*EXERCISE DATA*:
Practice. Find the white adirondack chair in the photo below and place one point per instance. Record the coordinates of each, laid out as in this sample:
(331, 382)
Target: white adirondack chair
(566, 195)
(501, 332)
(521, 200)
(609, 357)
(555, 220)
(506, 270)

*REQUIRED ACTION*: Return each line above exactly.

*RESULT OF THIS EXERCISE*:
Practice. Find the white adirondack chair in the photo below and place one point per instance. Record the coordinates of each, laid out as in this sample:
(331, 382)
Target: white adirondack chair
(566, 195)
(501, 332)
(521, 200)
(609, 357)
(555, 220)
(506, 270)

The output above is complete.